====== EXCERPT PROVIDED
Big Five publishers raised library e-book prices and shortened lending terms. The contrarian play is a perpetual-access deal.

By the Editors·April 9, 2026·4 min read
Connecticut's Library Ebook Law Created an Opening for Indie Authors

Plate I

Connecticut became the first state in May 2025 to bar libraries from publisher contracts that lack "commercially reasonable" perpetual access to digital materials. The law is a direct response to what Hachette and Penguin Random House did the year before, when both moved their library e-book licensing to two-year metered terms at three to four times print prices.

For libraries, this is a procurement problem. For indie authors, it's a marketing opening.

The math: a library that buys a Big Five hardcover for $15 to $20 typically pays $55 to $80 for the same title's e-book license, and it expires in 24 months. A library considering an indie title from IngramSpark can usually get a perpetual e-book license for $9 to $15. Same content quality, dramatically better unit economics for the library, and a checkout that builds the author's reader base over years instead of disappearing on a clock.

How indie authors are working this in 2026:

  • OverDrive listing through IngramSpark. If your title isn't on OverDrive, librarians can't acquire it. The IngramSpark distribution checkbox is the easiest path in.
============
====== DATASET ENTRIES
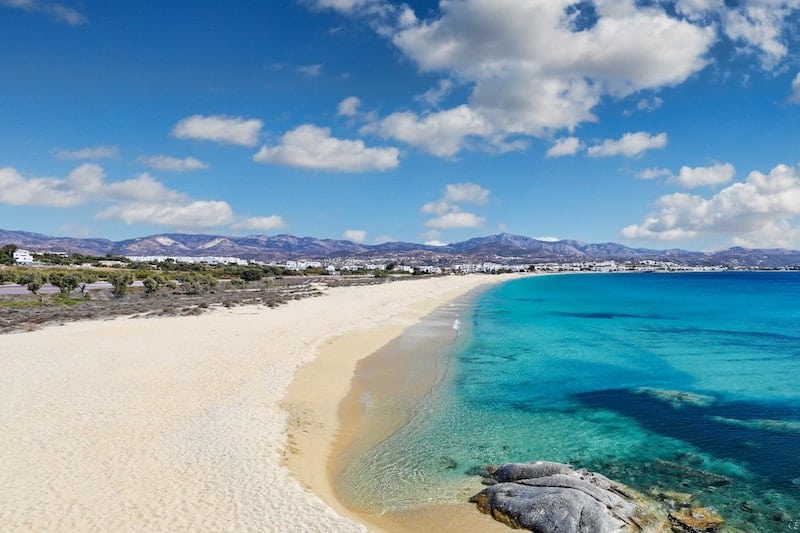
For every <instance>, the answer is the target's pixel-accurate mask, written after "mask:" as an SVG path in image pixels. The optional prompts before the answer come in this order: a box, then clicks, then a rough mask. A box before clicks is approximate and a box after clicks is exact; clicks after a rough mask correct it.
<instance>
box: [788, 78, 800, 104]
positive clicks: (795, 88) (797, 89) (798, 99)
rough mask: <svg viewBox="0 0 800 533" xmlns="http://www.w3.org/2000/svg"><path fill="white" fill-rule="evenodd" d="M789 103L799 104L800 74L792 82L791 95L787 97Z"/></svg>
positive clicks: (793, 79)
mask: <svg viewBox="0 0 800 533" xmlns="http://www.w3.org/2000/svg"><path fill="white" fill-rule="evenodd" d="M789 102H791V103H793V104H800V72H798V73H797V75H796V76H795V77H794V79H793V80H792V94H791V95H790V96H789Z"/></svg>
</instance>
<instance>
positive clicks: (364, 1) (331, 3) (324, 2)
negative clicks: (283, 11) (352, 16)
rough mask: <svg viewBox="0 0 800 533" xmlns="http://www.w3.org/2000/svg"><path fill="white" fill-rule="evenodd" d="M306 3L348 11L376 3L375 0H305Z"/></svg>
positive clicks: (313, 7)
mask: <svg viewBox="0 0 800 533" xmlns="http://www.w3.org/2000/svg"><path fill="white" fill-rule="evenodd" d="M307 3H308V4H310V5H311V7H312V8H315V9H335V10H337V11H342V12H345V13H349V12H352V11H354V10H355V9H357V8H359V7H363V6H366V5H369V4H375V3H378V1H376V0H307Z"/></svg>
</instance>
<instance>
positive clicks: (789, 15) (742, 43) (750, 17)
mask: <svg viewBox="0 0 800 533" xmlns="http://www.w3.org/2000/svg"><path fill="white" fill-rule="evenodd" d="M675 7H676V10H677V11H678V12H679V13H681V14H683V15H685V16H686V17H688V18H689V19H690V20H693V21H695V22H698V23H702V24H713V25H718V26H720V28H721V31H722V33H723V34H724V35H725V36H726V37H728V38H729V39H731V40H732V41H733V42H734V43H735V44H737V45H738V46H739V47H740V48H741V49H743V50H745V51H748V52H751V53H754V54H757V55H758V56H760V58H761V64H762V67H763V68H764V69H766V70H771V69H773V68H774V67H775V66H777V65H778V64H779V63H780V61H781V60H782V59H784V58H785V57H786V55H787V52H788V48H787V44H786V43H787V39H788V34H789V33H790V32H791V31H792V28H791V26H790V20H791V17H792V15H793V14H795V13H796V12H797V10H798V8H800V2H799V1H798V0H742V1H739V2H736V3H735V4H733V3H731V2H725V1H724V0H678V1H677V2H676V4H675Z"/></svg>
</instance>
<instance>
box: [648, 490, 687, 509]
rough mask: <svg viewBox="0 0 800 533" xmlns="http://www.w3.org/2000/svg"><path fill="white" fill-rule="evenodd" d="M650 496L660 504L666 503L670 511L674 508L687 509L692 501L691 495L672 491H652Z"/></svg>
mask: <svg viewBox="0 0 800 533" xmlns="http://www.w3.org/2000/svg"><path fill="white" fill-rule="evenodd" d="M650 495H651V496H653V497H654V498H656V499H658V500H661V501H662V502H666V504H667V505H668V506H669V507H670V508H671V509H674V508H676V507H689V506H690V505H691V504H692V500H694V495H693V494H690V493H688V492H678V491H674V490H659V489H652V490H651V491H650Z"/></svg>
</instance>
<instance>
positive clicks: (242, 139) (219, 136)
mask: <svg viewBox="0 0 800 533" xmlns="http://www.w3.org/2000/svg"><path fill="white" fill-rule="evenodd" d="M263 125H264V123H263V122H262V121H261V120H259V119H255V118H251V119H245V118H242V117H228V116H224V115H211V116H202V115H192V116H190V117H186V118H184V119H182V120H180V121H179V122H178V123H177V124H175V127H174V128H172V135H173V136H175V137H177V138H179V139H195V140H203V141H214V142H217V143H223V144H238V145H241V146H255V145H256V144H257V143H258V136H259V134H260V133H261V127H262V126H263Z"/></svg>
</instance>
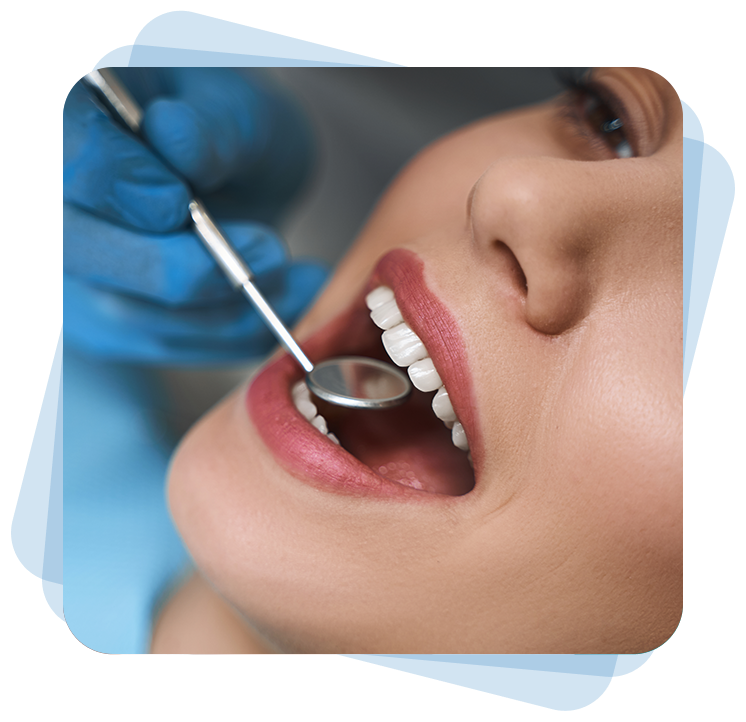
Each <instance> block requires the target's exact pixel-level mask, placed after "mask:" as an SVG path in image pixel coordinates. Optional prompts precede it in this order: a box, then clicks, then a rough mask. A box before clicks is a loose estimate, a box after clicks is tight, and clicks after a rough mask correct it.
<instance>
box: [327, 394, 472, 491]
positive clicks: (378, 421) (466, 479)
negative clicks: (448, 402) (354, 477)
mask: <svg viewBox="0 0 746 722" xmlns="http://www.w3.org/2000/svg"><path fill="white" fill-rule="evenodd" d="M431 395H432V394H423V393H421V392H418V391H415V392H414V393H413V394H412V398H411V399H410V400H409V401H408V402H407V403H406V404H404V405H403V406H400V407H398V408H395V409H387V410H385V411H352V410H348V409H345V410H341V409H338V410H337V412H336V413H335V412H334V411H332V410H331V409H329V410H327V409H325V416H326V414H328V416H326V418H327V421H328V422H329V427H330V429H331V430H333V432H334V434H335V435H336V436H337V438H339V441H340V443H341V445H342V447H343V448H344V449H346V450H347V451H349V452H350V453H351V454H352V455H353V456H354V457H355V458H357V459H358V460H360V461H362V462H363V463H364V464H367V465H368V466H369V467H370V468H371V469H373V471H375V472H377V473H378V474H380V475H381V476H384V477H386V478H387V479H389V480H390V481H395V482H397V483H399V484H404V485H406V486H411V487H413V488H415V489H422V490H423V491H429V492H433V493H439V494H448V495H451V496H460V495H461V494H466V493H467V492H469V491H471V489H472V488H473V487H474V472H473V471H472V469H471V465H470V464H469V461H468V460H467V458H466V454H465V453H464V452H463V451H461V450H460V449H457V448H456V447H455V446H454V445H453V442H452V441H451V432H450V430H449V429H447V428H446V427H445V426H444V425H443V422H442V421H440V420H439V419H437V418H436V417H435V415H434V414H433V412H432V408H431V405H430V404H431V399H430V396H431Z"/></svg>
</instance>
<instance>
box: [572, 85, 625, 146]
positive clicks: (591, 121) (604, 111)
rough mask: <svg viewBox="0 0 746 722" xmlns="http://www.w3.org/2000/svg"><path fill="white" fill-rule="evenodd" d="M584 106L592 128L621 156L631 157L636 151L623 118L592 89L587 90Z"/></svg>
mask: <svg viewBox="0 0 746 722" xmlns="http://www.w3.org/2000/svg"><path fill="white" fill-rule="evenodd" d="M583 106H584V107H583V111H584V115H585V120H586V122H587V123H588V126H589V128H590V130H591V131H592V132H596V133H598V134H599V135H600V137H601V138H602V139H603V141H604V142H605V143H606V144H607V145H609V147H611V149H612V150H613V151H614V152H615V153H616V155H617V156H618V157H619V158H631V157H632V156H633V155H634V153H633V152H632V146H631V145H630V144H629V141H628V140H627V137H626V135H625V134H624V121H623V120H622V118H620V117H619V116H618V115H617V114H616V113H614V112H613V111H612V110H611V109H610V108H609V107H608V105H607V104H606V103H605V102H604V101H603V100H602V99H601V98H600V97H599V96H598V95H597V94H595V93H594V92H592V91H591V90H590V89H586V90H585V98H584V99H583ZM615 116H616V117H615Z"/></svg>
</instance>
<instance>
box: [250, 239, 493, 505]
mask: <svg viewBox="0 0 746 722" xmlns="http://www.w3.org/2000/svg"><path fill="white" fill-rule="evenodd" d="M378 286H388V287H389V288H391V289H392V290H393V291H394V295H395V297H396V301H397V305H398V306H399V309H400V310H401V312H402V316H403V318H404V320H405V322H406V323H407V325H408V326H409V327H410V328H411V329H412V330H413V331H414V332H415V333H416V334H417V335H418V336H419V337H420V339H421V340H422V341H423V343H424V344H425V347H426V349H427V351H428V354H429V355H430V357H431V358H432V360H433V363H434V364H435V368H436V369H437V370H438V373H439V375H440V377H441V380H442V381H443V383H444V385H445V386H446V388H447V389H448V393H449V396H450V397H451V400H452V403H453V406H454V410H455V412H456V414H457V416H458V418H459V420H460V421H461V423H462V425H463V426H464V429H465V431H466V435H467V438H468V439H469V444H470V448H471V452H472V458H473V459H474V467H475V469H476V468H477V465H478V463H479V459H480V458H481V443H480V439H479V435H478V431H477V426H476V420H475V410H474V404H473V401H472V400H473V395H472V388H471V377H470V375H469V373H468V370H467V366H466V353H465V347H464V344H463V341H462V339H461V337H460V335H459V333H458V331H457V327H456V324H455V320H454V319H453V317H452V315H451V314H450V312H449V311H448V310H447V308H446V307H445V306H444V304H443V303H442V302H441V301H440V300H439V299H438V298H437V297H436V296H435V295H434V294H433V293H432V291H430V289H428V288H427V286H426V284H425V280H424V264H423V262H422V260H421V259H420V258H419V257H418V256H417V255H416V254H414V253H412V252H411V251H408V250H405V249H395V250H393V251H390V252H389V253H387V254H386V255H385V256H384V257H383V258H382V259H381V260H380V261H379V263H378V264H377V266H376V268H375V270H374V272H373V274H372V275H371V277H370V279H369V282H368V284H367V286H366V287H365V289H364V290H363V292H362V293H361V294H360V295H359V296H358V298H357V299H356V300H355V302H354V303H353V304H351V306H350V307H349V308H348V309H347V310H346V311H345V312H343V313H342V314H341V315H340V316H338V317H337V318H335V319H334V320H333V321H331V322H330V323H329V324H327V325H326V326H325V327H323V328H322V329H321V330H319V331H318V332H317V333H315V334H314V335H313V336H312V337H310V338H309V339H308V340H307V341H305V342H304V343H302V344H301V347H302V348H303V350H304V352H305V353H306V354H307V355H308V357H309V358H310V359H311V361H312V362H313V363H318V362H319V361H321V360H323V359H325V358H330V357H331V356H339V355H352V354H358V355H359V354H360V353H361V351H362V349H361V348H360V346H359V345H360V344H361V343H362V342H363V340H364V339H365V338H366V337H369V336H370V332H371V323H370V318H369V315H368V310H367V308H366V307H365V303H364V297H365V294H367V293H368V292H370V291H371V290H373V289H374V288H377V287H378ZM363 329H364V330H363ZM373 333H375V331H373ZM378 333H379V335H378V336H377V343H378V345H379V346H381V342H380V331H379V332H378ZM381 350H382V346H381ZM302 377H303V372H302V370H301V369H300V367H299V366H298V364H297V363H296V362H295V361H294V359H292V357H290V356H289V355H287V354H285V355H283V356H282V357H281V358H280V359H278V360H277V361H275V362H274V363H272V364H271V365H269V366H268V367H266V368H265V369H264V370H263V371H262V372H261V373H260V374H259V375H258V376H257V377H256V378H255V379H254V382H253V383H252V384H251V386H250V387H249V392H248V395H247V402H248V410H249V415H250V416H251V418H252V421H253V422H254V426H255V427H256V429H257V431H258V433H259V434H260V436H261V437H262V439H263V440H264V443H265V444H266V445H267V446H268V447H269V448H270V449H271V450H272V451H273V453H274V455H275V457H276V458H277V459H278V460H279V461H280V462H281V463H282V464H283V465H284V466H286V468H287V467H289V469H288V470H289V471H290V472H291V473H292V474H293V475H296V476H298V475H300V476H302V477H303V478H305V479H306V480H307V481H309V482H310V483H312V484H314V485H318V486H321V487H323V488H327V489H332V490H335V491H340V492H343V493H353V494H360V493H364V494H365V493H371V492H373V493H374V494H381V493H383V494H386V495H389V496H398V497H409V498H417V499H420V500H421V501H425V498H429V499H434V498H443V496H442V495H440V494H430V493H425V494H423V493H422V492H421V491H418V490H415V489H412V488H410V487H407V486H404V485H402V484H397V483H395V482H392V481H389V480H388V479H386V478H384V477H382V476H381V475H379V474H378V473H376V472H375V471H374V470H373V469H371V468H370V467H368V466H367V465H365V464H363V463H362V462H361V461H359V460H358V459H356V458H355V457H353V456H352V455H351V454H349V453H347V452H346V451H344V450H343V449H341V448H340V447H338V446H336V445H334V444H333V442H331V441H330V440H329V439H326V438H324V437H323V436H322V435H321V434H319V433H318V431H317V430H316V429H314V428H313V427H312V426H311V425H310V424H309V423H308V422H306V421H305V419H304V418H303V417H301V416H300V414H299V412H298V411H297V410H296V408H295V406H294V404H293V401H292V399H291V394H290V389H291V387H292V385H293V384H294V383H295V382H296V381H298V380H299V379H300V378H302ZM370 413H376V412H370ZM289 435H290V436H292V438H293V444H292V445H289V444H288V443H287V439H288V436H289ZM299 451H300V452H301V453H298V452H299ZM446 498H448V497H446Z"/></svg>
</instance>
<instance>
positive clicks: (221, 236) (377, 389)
mask: <svg viewBox="0 0 746 722" xmlns="http://www.w3.org/2000/svg"><path fill="white" fill-rule="evenodd" d="M82 81H83V84H84V85H85V87H86V88H87V89H89V90H90V91H91V92H92V94H93V95H94V96H95V97H96V98H97V99H98V100H99V101H100V103H101V104H102V105H103V107H104V109H105V110H106V111H107V113H108V114H109V115H110V116H111V117H112V119H113V120H115V121H117V122H118V123H119V124H122V125H124V126H125V127H126V128H127V129H128V130H129V131H131V132H132V133H133V134H134V135H135V136H136V138H137V139H138V140H139V141H140V142H143V143H145V139H144V138H143V136H142V133H141V127H140V126H141V123H142V117H143V112H142V109H141V108H140V106H139V105H138V104H137V102H136V101H135V99H134V98H133V97H132V96H131V94H130V93H129V91H128V90H127V89H126V88H125V87H124V85H123V84H122V83H121V81H120V80H119V79H118V78H117V76H116V74H115V73H114V72H113V71H112V70H111V69H108V68H107V69H102V70H93V71H91V72H90V73H87V74H86V75H84V76H83V78H82ZM148 148H149V150H150V151H151V152H153V153H154V154H155V155H156V157H157V158H158V160H160V161H161V162H162V163H163V164H164V165H165V166H166V167H167V168H168V169H169V170H170V171H171V172H172V173H174V174H175V175H176V176H177V177H178V178H180V179H181V180H182V181H183V182H184V183H185V184H186V186H187V187H188V188H190V190H191V186H190V184H189V183H188V182H187V181H186V180H185V179H184V178H183V176H182V175H181V173H179V172H178V171H176V170H175V169H174V168H173V167H172V166H171V164H170V163H169V162H168V161H166V160H165V159H164V158H163V157H162V156H161V155H160V154H159V153H158V152H157V151H156V150H155V149H154V148H152V147H151V146H150V145H148ZM189 214H190V216H191V218H192V227H193V229H194V231H195V233H196V234H197V237H198V238H199V239H200V240H201V241H202V243H203V244H204V246H205V247H206V248H207V250H208V251H209V252H210V254H211V255H212V257H213V258H214V259H215V261H216V263H217V264H218V266H219V267H220V269H221V270H222V271H223V273H224V274H225V275H226V276H227V278H228V280H229V281H230V283H231V285H232V286H233V287H234V288H235V289H236V290H238V291H241V292H242V293H243V294H244V296H246V298H247V299H248V300H249V301H250V302H251V304H252V305H253V306H254V308H255V309H256V311H257V313H258V314H259V316H260V317H261V318H262V320H263V321H264V322H265V323H266V324H267V326H268V327H269V329H270V331H272V333H273V334H274V335H275V337H276V338H277V340H278V341H279V342H280V344H281V345H282V346H283V348H285V350H286V351H287V352H288V353H289V354H290V355H291V356H293V358H295V360H296V361H297V362H298V363H299V364H300V365H301V366H302V367H303V370H304V371H305V372H306V383H307V384H308V388H309V389H310V390H311V392H312V393H314V394H315V395H316V396H318V397H319V398H321V399H324V400H325V401H328V402H329V403H331V404H335V405H337V406H346V407H348V408H355V409H386V408H391V407H393V406H399V405H400V404H403V403H404V402H405V401H406V400H407V398H409V395H410V393H411V391H412V385H411V383H410V381H409V378H408V377H407V376H406V374H404V373H403V372H401V371H400V370H399V369H397V368H395V367H394V366H391V365H389V364H386V363H383V362H381V361H377V360H376V359H369V358H362V357H357V356H345V357H342V358H333V359H329V360H327V361H322V362H321V363H319V364H316V365H315V366H314V365H313V364H312V363H311V361H310V360H309V359H308V357H307V356H306V355H305V354H304V353H303V351H302V350H301V348H300V346H298V344H297V343H296V341H295V339H294V338H293V337H292V335H291V334H290V331H289V330H288V329H287V327H286V326H285V324H284V323H283V322H282V321H281V320H280V317H279V316H278V315H277V314H276V313H275V311H274V309H273V308H272V307H271V306H270V305H269V303H268V302H267V300H266V299H265V298H264V295H263V294H262V292H261V291H260V290H259V289H258V288H257V287H256V285H255V284H254V274H253V273H252V272H251V270H250V269H249V267H248V265H247V264H246V262H245V261H244V260H243V258H241V256H240V255H239V254H238V252H237V251H236V249H235V248H234V247H233V245H232V244H231V242H230V241H229V240H228V238H227V237H226V236H225V235H224V233H223V232H222V231H221V230H220V228H219V227H218V225H217V224H216V223H215V221H214V220H213V219H212V217H211V216H210V214H209V213H208V212H207V209H206V208H205V207H204V205H203V204H202V202H201V201H200V200H198V199H197V198H196V197H195V196H194V194H192V200H191V201H190V202H189Z"/></svg>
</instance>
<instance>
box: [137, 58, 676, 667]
============
* [PROBLEMS TO SOLVE]
1) According to the article on Connecticut's library e-book law, what does a library usually pay for a perpetual e-book license for an indie title from IngramSpark?
2) Please quote the article on Connecticut's library e-book law word for word, starting at "By the Editors·April" and ending at "a marketing opening.".
3) Write what comes next in the article on Connecticut's library e-book law, picking up after its final sentence.

* [RESULTS OF THE EXERCISE]
1) $9 to $15.

2)
By the Editors·April 9, 2026·4 min read
Connecticut's Library Ebook Law Created an Opening for Indie Authors

Plate I

Connecticut became the first state in May 2025 to bar libraries from publisher contracts that lack "commercially reasonable" perpetual access to digital materials. The law is a direct response to what Hachette and Penguin Random House did the year before, when both moved their library e-book licensing to two-year metered terms at three to four times print prices.

For libraries, this is a procurement problem. For indie authors, it's a marketing opening.

3)
  • Direct outreach to local library systems. Library acquisitions librarians are remarkably accessible. A short email with the book's metadata, ISBN, and a one-paragraph genre pitch lands well.
  • State and regional library conferences. ALA Midwinter and Annual are big and expensive. State library association conferences are smaller, cheaper, and where actual purchasing happens.
  • Avoiding Amazon-only. KDP exclusivity locks you out of the library market entirely. If libraries are part of your strategy, KDP-exclusive isn't an option.

Other states have similar bills moving. Massachusetts, Illinois, and Maryland have introduced versions of the Connecticut law in 2025 and 2026. The Big Five's response has been to lobby against the bills rather than adjust pricing, which leaves the door propped open for everyone else.